(Prompt)
Reproduce every line of the records below, replacing each occurrence of "sample output" with "example output" and leaving all other text unchanged.

____ Data section

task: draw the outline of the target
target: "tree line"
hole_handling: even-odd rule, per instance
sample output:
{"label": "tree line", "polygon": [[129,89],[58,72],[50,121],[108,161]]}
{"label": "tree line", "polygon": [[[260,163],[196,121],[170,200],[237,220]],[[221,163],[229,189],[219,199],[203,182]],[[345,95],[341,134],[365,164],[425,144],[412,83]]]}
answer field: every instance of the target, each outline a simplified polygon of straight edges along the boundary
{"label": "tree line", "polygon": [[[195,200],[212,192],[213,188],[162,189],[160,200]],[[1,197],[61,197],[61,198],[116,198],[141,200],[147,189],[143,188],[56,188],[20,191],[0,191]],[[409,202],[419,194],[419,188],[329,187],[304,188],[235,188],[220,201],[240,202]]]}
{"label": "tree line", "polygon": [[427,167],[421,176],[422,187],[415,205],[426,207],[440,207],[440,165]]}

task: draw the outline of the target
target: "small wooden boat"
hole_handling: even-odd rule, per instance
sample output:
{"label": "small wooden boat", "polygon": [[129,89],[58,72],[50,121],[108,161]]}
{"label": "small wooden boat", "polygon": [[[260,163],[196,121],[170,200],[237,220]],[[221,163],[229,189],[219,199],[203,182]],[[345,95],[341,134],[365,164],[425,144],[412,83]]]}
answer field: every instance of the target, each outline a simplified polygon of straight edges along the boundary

________

(Response)
task: draw the outline of the target
target: "tree line"
hole_handling: even-odd rule, per instance
example output:
{"label": "tree line", "polygon": [[129,89],[58,72],[50,121],[108,161]]}
{"label": "tree line", "polygon": [[[260,163],[196,121],[170,200],[237,220]],[[221,163],[229,189],[219,199],[203,182]],[[345,95],[341,134],[365,164],[425,144],[412,83]]]}
answer field: every instance of the target, each outline a simplified polygon of straight edges along the boundary
{"label": "tree line", "polygon": [[[195,200],[212,192],[213,188],[162,189],[160,200]],[[1,197],[61,197],[61,198],[116,198],[141,200],[147,189],[143,188],[56,188],[20,191],[0,191]],[[409,202],[419,194],[419,188],[329,187],[304,188],[235,188],[220,201],[240,202]]]}
{"label": "tree line", "polygon": [[427,167],[421,176],[422,187],[415,205],[426,207],[440,207],[440,165]]}

task: draw the outline of the target
target: "small wooden boat"
hole_handling: even-odd rule, per instance
example output:
{"label": "small wooden boat", "polygon": [[129,89],[58,72],[50,121],[108,161]]}
{"label": "small wooden boat", "polygon": [[[260,163],[196,121],[170,200],[237,220]],[[221,163],[229,189],[219,199],[203,182]],[[345,95],[341,134],[365,164],[425,144],[412,83]]]}
answer field: every instance of the target, each outline a simplified polygon of straight edges along the boundary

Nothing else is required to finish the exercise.